I've noticed that even with 'soft' mount specified as an option, i/o
will continue to cache (after a server has gone away - or the clients
links to it), at which point it hangs, instead of returning an i/o error
as I would expect based on the man pages.
For our environment, speed is more important than reliability as when we
lose access to one of the nfs mounts, we cease writing new data to it
and journal it on the remaining available mounts.
Based on the descriptions in the various manuals, I would have thought
'soft' mount would have given us an i/o error on any write (or read)
which failed.
This however, isn't the case, unless 'sync' is also set.
I believe the reason for this has to do with somewhere in the cache
handling. Even when the mount is set to 'soft', without 'sync' the
writes go to the cache, until the cache is full and the client wants to
perform the actual write to the server. It is at this time, that it
stays stuck and never returns, irregardless of the timeo and retrans
options, until the server (or links to it) have been restored.

→ **DATA FOR THIS EXERCISE**:
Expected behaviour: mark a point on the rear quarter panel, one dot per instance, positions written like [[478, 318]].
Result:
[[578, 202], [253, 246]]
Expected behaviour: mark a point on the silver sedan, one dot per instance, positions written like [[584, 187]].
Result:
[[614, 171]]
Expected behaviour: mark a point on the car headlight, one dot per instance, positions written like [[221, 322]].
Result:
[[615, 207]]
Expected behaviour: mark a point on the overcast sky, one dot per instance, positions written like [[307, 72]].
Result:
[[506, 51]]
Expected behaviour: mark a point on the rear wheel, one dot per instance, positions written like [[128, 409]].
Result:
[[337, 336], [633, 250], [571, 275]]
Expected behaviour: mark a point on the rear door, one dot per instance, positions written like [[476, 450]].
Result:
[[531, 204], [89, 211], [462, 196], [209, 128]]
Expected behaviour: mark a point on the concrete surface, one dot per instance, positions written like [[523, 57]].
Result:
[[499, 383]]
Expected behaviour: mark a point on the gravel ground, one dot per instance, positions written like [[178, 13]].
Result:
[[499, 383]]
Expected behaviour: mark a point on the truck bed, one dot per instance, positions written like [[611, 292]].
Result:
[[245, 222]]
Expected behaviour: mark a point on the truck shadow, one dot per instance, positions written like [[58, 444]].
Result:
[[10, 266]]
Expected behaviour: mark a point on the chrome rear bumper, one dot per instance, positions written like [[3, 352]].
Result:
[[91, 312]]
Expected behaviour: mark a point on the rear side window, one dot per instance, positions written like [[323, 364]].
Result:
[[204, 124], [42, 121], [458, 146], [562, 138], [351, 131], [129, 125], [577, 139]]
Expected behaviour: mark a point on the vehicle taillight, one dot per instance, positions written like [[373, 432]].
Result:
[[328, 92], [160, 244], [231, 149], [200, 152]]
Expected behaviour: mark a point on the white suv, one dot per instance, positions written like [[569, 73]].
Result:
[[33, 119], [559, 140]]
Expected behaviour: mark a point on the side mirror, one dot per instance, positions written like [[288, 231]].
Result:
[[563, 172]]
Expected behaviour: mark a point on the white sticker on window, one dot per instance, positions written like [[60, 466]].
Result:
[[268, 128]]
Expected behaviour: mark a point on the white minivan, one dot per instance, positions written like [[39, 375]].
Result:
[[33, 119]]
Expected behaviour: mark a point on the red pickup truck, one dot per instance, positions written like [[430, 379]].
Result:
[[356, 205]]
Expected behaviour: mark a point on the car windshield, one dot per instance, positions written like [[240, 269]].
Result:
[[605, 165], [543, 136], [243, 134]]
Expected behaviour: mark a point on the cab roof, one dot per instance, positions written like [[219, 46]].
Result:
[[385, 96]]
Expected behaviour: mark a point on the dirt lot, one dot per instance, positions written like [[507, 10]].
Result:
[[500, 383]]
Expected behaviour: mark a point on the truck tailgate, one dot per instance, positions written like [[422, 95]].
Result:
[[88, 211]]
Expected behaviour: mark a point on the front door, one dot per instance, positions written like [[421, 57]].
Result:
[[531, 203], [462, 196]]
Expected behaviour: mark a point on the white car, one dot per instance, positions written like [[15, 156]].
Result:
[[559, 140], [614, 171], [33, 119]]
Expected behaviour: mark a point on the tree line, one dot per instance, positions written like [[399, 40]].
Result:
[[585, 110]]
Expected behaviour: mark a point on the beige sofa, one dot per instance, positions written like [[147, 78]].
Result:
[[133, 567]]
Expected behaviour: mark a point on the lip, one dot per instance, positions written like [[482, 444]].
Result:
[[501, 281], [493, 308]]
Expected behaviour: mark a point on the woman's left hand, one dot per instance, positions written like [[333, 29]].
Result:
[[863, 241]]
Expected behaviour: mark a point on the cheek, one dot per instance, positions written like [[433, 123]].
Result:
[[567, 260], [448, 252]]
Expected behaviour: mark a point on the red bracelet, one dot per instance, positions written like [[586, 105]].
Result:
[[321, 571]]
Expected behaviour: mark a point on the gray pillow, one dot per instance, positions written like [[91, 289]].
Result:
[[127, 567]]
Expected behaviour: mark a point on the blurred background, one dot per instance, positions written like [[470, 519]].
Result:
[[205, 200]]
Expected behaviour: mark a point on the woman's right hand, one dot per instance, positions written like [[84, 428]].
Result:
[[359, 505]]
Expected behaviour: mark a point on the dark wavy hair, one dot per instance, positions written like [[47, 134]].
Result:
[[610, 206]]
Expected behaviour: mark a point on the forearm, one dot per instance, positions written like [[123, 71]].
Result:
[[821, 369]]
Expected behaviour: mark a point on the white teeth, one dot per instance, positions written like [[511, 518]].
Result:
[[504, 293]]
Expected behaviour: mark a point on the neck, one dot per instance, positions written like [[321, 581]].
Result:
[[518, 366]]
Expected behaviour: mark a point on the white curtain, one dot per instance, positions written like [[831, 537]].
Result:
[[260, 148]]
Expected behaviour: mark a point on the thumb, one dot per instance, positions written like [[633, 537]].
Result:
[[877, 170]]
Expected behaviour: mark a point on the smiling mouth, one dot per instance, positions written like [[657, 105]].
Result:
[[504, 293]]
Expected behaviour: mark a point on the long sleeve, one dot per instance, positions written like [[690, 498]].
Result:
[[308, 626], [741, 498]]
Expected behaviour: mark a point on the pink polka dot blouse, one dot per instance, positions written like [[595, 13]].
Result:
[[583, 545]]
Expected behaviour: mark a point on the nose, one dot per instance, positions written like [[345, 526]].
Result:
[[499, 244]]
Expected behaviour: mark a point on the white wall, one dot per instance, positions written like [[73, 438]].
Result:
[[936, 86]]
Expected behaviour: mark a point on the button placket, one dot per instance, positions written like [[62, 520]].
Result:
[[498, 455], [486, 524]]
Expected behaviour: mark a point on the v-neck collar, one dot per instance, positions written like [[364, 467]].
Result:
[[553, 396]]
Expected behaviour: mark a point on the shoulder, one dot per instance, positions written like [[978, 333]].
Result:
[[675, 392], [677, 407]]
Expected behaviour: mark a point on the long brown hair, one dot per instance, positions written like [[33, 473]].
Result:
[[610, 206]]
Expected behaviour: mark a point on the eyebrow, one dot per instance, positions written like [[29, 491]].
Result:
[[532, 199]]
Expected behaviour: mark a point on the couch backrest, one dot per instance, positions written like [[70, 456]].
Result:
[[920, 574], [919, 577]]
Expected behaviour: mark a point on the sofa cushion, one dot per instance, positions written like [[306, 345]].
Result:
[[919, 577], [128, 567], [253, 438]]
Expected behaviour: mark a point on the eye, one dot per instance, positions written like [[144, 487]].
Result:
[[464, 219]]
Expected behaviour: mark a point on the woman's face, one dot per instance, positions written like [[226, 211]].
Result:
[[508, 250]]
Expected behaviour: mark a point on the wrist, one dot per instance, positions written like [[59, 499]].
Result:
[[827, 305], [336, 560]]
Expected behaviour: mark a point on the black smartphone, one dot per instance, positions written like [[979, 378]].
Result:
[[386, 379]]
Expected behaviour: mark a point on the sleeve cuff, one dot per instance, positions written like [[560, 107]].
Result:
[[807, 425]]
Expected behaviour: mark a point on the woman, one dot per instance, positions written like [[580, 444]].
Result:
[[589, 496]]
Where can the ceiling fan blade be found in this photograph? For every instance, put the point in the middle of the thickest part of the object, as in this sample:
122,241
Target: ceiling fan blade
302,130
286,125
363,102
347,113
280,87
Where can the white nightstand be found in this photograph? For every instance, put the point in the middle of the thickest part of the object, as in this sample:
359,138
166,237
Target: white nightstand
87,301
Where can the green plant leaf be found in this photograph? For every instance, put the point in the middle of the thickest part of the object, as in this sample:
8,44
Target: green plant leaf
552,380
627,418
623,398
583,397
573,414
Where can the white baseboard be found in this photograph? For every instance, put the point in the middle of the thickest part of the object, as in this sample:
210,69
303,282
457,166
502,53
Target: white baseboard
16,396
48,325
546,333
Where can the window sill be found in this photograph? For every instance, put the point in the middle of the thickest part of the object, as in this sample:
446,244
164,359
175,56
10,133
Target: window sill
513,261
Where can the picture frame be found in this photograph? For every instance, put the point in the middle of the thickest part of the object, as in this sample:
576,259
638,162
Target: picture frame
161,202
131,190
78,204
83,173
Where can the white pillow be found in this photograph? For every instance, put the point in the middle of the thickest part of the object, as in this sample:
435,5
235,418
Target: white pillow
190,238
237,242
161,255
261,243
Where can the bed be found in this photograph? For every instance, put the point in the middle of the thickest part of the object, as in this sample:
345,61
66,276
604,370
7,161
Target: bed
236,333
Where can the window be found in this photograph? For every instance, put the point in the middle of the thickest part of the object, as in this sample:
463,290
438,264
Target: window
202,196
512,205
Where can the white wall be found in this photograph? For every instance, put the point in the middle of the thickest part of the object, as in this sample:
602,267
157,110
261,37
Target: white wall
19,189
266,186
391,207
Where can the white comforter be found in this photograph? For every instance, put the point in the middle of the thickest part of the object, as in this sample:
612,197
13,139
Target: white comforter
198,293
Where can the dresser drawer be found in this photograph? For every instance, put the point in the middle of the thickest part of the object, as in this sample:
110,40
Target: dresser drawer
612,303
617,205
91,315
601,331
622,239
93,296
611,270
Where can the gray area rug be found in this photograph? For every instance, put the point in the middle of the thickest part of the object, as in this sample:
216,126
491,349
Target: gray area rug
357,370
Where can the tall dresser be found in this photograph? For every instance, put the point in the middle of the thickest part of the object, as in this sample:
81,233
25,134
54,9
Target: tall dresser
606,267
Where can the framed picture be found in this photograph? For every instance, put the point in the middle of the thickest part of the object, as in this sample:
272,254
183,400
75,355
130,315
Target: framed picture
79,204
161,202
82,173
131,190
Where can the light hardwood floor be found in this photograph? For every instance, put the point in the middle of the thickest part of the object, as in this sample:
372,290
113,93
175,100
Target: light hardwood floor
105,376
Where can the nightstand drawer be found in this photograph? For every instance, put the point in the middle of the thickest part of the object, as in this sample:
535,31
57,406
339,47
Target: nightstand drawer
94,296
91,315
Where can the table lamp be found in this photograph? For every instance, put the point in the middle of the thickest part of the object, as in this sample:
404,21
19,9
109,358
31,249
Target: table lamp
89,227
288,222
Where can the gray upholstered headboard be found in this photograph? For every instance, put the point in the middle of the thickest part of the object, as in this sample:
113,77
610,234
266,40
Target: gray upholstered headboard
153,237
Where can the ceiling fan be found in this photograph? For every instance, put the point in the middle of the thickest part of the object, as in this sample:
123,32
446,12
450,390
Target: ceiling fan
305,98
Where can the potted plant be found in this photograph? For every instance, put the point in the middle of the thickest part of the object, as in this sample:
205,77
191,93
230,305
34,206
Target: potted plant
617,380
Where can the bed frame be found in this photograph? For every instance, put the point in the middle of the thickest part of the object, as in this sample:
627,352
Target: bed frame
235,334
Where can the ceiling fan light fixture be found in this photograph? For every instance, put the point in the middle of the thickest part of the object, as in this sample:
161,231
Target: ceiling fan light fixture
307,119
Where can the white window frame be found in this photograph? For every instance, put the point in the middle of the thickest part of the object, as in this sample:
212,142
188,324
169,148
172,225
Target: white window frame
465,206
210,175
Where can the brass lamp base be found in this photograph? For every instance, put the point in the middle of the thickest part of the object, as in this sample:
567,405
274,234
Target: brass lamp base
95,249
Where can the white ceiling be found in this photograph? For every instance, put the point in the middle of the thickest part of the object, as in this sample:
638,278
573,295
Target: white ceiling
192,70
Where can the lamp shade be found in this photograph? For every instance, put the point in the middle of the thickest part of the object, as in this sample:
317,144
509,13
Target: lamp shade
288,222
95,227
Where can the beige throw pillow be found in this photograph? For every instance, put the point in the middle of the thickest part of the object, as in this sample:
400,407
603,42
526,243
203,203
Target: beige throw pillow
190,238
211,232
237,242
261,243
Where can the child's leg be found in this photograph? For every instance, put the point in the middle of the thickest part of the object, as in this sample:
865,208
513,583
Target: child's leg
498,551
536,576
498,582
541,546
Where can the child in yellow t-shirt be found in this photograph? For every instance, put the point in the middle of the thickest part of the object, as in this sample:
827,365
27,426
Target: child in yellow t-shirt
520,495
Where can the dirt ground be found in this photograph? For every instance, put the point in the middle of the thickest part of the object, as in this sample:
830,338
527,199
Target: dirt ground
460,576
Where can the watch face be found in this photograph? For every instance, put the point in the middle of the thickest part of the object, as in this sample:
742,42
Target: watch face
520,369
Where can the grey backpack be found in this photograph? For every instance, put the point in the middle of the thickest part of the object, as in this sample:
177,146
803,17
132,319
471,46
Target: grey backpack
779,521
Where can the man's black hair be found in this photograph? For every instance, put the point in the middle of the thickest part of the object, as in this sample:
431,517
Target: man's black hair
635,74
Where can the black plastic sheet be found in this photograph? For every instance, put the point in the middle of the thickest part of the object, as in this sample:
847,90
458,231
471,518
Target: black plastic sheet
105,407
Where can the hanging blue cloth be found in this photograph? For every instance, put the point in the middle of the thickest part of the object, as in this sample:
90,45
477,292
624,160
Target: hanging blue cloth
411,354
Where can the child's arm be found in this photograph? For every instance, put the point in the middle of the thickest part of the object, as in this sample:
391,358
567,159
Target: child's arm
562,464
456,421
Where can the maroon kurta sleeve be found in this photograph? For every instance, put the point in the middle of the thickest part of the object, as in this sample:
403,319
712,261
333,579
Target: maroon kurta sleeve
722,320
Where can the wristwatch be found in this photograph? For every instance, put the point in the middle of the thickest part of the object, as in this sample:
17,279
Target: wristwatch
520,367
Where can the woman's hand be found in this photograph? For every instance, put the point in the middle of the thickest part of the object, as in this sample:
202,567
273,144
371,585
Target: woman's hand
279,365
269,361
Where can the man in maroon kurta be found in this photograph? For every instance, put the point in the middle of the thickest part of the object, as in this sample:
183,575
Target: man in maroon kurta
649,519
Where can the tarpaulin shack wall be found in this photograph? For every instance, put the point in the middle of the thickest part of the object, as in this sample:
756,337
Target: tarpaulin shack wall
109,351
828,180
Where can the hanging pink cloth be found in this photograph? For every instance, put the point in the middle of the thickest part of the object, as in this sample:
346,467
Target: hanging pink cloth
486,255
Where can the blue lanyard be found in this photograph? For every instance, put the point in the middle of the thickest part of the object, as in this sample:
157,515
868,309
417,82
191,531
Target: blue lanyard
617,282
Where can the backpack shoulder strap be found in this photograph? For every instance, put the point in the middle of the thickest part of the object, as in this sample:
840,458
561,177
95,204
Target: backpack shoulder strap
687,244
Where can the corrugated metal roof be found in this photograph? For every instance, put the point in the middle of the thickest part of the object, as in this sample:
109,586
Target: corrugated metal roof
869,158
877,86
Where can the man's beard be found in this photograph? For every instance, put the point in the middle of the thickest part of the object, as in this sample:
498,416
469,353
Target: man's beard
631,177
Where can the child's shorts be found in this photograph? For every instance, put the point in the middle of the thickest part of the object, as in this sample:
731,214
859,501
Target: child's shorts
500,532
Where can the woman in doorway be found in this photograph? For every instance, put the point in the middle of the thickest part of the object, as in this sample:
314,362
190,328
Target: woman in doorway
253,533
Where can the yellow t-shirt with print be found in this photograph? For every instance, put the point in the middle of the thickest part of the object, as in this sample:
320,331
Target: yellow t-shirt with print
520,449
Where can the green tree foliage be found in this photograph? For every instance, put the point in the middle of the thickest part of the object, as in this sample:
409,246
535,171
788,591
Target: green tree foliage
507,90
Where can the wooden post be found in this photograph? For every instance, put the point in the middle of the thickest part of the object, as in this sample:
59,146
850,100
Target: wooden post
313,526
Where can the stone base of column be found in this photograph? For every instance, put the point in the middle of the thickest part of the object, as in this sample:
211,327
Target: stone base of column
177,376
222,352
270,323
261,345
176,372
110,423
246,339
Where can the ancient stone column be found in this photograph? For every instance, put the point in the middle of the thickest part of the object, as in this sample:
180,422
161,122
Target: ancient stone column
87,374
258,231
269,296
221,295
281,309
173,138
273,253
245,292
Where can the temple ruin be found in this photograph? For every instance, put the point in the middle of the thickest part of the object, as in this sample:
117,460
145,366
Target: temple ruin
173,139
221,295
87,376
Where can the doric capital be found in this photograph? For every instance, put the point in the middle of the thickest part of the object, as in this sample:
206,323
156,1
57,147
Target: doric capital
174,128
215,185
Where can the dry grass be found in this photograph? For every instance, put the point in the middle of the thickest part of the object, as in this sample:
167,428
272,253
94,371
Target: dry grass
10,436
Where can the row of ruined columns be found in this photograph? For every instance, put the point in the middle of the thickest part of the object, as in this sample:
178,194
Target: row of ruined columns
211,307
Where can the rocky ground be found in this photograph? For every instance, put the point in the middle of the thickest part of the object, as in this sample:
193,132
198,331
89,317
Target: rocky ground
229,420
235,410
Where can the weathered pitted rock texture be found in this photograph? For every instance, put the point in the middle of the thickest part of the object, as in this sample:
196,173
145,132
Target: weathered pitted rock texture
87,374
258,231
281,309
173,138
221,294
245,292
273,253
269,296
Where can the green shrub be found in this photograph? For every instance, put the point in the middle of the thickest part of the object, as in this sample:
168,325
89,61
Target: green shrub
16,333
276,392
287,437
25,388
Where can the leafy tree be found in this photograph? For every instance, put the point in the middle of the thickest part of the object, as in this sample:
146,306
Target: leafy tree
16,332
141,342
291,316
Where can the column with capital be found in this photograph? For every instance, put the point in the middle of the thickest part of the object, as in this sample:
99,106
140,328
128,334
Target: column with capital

→ **STATED PROBLEM A**: Please output the records from the line with "Expected behaviour: mark a point on the long brown" to the line with "[[532, 199]]" as a numbered list, leaving out any blank lines.
→ **STATED PROBLEM B**: Write the next part of the NFS soft mount post, starting after its final sentence.
The records have nothing to do with the NFS soft mount post.

→ **WRITTEN RESPONSE A**:
1. Expected behaviour: mark a point on the long brown hair, one dot per instance, positions written like [[33, 473]].
2. Result:
3. [[610, 206]]
4. Expected behaviour: mark a point on the eyebrow, one dot per instance, positions written like [[29, 491]].
5. Result:
6. [[532, 199]]

→ **WRITTEN RESPONSE B**:
If 'sync' is on, the i/o error occurs as expected. However, 'sync'
has a significant performance penalty, even if the server exports the
filesystem as 'async'.
I wasn't able to find anything in the archives about this, but did find
one other reference in 2010 to this same issue, but without any reply or
comment about a solution.
Does anyone know how I might get this working, or could point me to the
correct location in the kernel fs sources to effect my own change to the
kernel handling?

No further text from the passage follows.